## WHAT YOU WILL DO
Transcribe the listing below in its entirety.

## RECORDS FOR THE EXERCISE
┏━━
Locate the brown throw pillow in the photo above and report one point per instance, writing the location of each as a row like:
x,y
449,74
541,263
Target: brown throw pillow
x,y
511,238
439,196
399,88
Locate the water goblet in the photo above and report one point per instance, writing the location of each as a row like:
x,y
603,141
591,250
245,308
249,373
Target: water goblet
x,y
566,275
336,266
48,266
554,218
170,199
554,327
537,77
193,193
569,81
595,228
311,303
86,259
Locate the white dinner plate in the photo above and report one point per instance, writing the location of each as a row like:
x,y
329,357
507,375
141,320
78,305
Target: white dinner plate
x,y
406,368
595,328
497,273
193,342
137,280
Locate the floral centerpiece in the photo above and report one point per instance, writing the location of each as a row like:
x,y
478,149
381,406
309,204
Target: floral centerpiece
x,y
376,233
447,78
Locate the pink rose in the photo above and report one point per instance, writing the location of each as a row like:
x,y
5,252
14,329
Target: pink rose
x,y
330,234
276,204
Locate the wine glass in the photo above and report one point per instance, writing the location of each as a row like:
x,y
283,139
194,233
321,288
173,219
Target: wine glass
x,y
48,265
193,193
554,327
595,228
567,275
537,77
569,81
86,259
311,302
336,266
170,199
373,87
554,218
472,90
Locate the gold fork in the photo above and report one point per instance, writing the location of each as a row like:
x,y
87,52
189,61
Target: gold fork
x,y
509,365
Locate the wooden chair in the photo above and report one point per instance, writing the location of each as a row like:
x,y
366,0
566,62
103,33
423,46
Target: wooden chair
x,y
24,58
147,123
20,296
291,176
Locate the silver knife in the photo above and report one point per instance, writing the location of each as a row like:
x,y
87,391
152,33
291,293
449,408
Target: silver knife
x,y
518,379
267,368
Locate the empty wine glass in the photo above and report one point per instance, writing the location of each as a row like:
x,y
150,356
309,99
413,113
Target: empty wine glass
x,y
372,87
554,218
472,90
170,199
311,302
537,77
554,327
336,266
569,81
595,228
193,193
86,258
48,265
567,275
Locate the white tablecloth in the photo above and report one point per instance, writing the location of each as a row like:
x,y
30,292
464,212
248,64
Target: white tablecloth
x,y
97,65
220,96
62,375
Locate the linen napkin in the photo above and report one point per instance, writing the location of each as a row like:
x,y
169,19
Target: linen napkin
┗━━
## RESPONSE BOX
Locate the brown throw pillow in the photo above and report one point per instance, writing the location of each as a row like:
x,y
449,74
541,263
Target: brown throw pillow
x,y
511,238
439,196
399,88
Locate the water goblet in the photo above and report one point per instance, writing the location of each as a row like:
x,y
603,141
591,250
245,308
249,373
Target: water goblet
x,y
566,275
336,266
48,266
554,218
170,199
554,327
537,77
193,193
569,81
595,228
311,303
86,259
Locate the white dinner plate in the photo above and report one point per instance, writing the location of each as a row like:
x,y
329,357
507,375
141,320
78,305
Target: white dinner plate
x,y
406,368
595,328
497,273
193,342
137,280
Locate the floral centerpiece in the photo above and report one point per instance, writing the location of each as a row like:
x,y
478,149
381,406
309,204
Target: floral centerpiece
x,y
376,233
447,78
Locate the pink rose in the photo above and report one point per instance, writing the location of each as a row like:
x,y
5,252
14,329
Target: pink rose
x,y
330,234
276,204
Locate the wine glass in the photo above and report one point per instance, writing the location of each as a row like:
x,y
283,139
194,233
321,288
173,219
Target: wine glass
x,y
48,265
193,193
554,327
595,228
567,275
537,77
569,81
86,259
311,302
336,266
170,199
373,87
554,218
472,90
Locate the gold fork in the photo above and report one point per instance, writing the location of each as a row like:
x,y
87,52
189,61
Target: gold fork
x,y
509,365
Locate the wooden chair in the photo above and report one point per instance, writing the location of each as a row like:
x,y
366,0
566,62
103,33
423,46
Target: wooden chair
x,y
24,58
147,123
20,296
291,176
Locate the silver knife in the photo above and report one point per instance, writing the location of each as a row like:
x,y
87,391
152,33
291,293
449,408
Target: silver knife
x,y
518,379
267,368
Locate the empty wine glass in the photo above and report one point per instance, writing the location of each as a row like:
x,y
150,356
309,99
413,113
Target: empty wine glass
x,y
372,87
554,218
472,90
170,199
311,302
537,77
554,327
336,266
569,81
595,228
193,193
86,258
48,265
567,275
Locate the white tablecloth in the photo above and report one point per instance, writing the location of each as a row like:
x,y
30,292
464,212
248,64
Target: white tablecloth
x,y
97,65
220,96
62,375
Locate the linen napkin in the photo above and report one point per instance, writing the location of each as a row like:
x,y
169,19
Target: linen napkin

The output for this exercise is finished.